[MATERIAL PROVIDED start]
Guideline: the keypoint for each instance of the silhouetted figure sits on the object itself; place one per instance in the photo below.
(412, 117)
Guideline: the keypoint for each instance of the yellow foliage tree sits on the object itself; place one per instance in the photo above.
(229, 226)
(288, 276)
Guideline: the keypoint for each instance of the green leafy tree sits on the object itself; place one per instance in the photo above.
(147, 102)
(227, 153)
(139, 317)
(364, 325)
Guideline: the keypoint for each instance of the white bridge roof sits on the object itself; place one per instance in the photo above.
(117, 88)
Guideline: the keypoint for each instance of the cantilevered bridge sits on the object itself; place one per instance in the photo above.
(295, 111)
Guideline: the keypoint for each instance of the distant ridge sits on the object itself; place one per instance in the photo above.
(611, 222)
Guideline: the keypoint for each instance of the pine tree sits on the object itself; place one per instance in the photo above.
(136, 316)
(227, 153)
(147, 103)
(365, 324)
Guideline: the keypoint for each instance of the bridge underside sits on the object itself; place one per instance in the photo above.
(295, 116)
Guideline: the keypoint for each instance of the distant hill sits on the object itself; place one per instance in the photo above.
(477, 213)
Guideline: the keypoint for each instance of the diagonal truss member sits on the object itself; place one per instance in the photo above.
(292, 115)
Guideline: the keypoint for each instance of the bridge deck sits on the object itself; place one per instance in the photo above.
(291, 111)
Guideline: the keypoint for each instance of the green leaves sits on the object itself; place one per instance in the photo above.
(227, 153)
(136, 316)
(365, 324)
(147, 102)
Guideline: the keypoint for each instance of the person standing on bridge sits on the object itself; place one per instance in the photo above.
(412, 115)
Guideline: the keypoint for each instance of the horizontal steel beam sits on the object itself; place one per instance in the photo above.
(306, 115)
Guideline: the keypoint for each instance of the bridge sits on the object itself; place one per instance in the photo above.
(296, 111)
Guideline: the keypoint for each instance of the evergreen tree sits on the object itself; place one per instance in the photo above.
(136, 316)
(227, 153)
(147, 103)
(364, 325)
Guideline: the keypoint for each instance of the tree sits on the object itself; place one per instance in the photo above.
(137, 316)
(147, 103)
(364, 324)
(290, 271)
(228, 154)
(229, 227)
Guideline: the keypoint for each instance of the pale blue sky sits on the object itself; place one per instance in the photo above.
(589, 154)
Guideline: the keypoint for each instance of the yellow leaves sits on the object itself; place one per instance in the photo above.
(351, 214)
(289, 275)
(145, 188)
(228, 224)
[MATERIAL PROVIDED end]
PROBLEM STATEMENT -> Repeat the rows above without any changes, from the line containing "Guideline: the keypoint for each instance of the diagonal" up to and including the last line of the rows.

TASK OUTPUT ->
Guideline: the keypoint for each instance of the diagonal truss member sits on the object itself; place one per instance in the photo above.
(292, 115)
Guideline: the keypoint for each instance of the bridge deck sits on the object itself; place one per instance in the photo above.
(291, 111)
Guideline: the keypoint for each instance of the green leaves sits on the object itself; place one per instance in the photo above.
(227, 153)
(136, 316)
(365, 324)
(147, 102)
Guideline: the keypoint for each instance of the person standing on bridge sits on the object itself; place one per instance in the photo above.
(412, 115)
Guideline: the keypoint for each instance of the horizontal steel beam sits on the object itself; place one per instance in the photo above.
(306, 115)
Guideline: the keypoint for each instance of the bridge sits on the object itself; place one per instance in the photo above.
(296, 111)
Guideline: the keypoint for each instance of the evergreen tree sits on the object itself; place one per instance in the photo above.
(136, 316)
(227, 153)
(147, 103)
(364, 325)
Guideline: the keypoint for each instance of the tree sits on the object itself; place one per instance in the photo above.
(137, 316)
(147, 103)
(364, 324)
(290, 271)
(228, 154)
(229, 227)
Guideline: the keypoint for each instance of the pale blue sky sits on the object itself; place one per instance in the photo above.
(589, 154)
Guideline: the keypoint for each instance of the yellow leaves sits on the object itself; place one per instance in the photo above.
(351, 214)
(289, 275)
(145, 188)
(228, 224)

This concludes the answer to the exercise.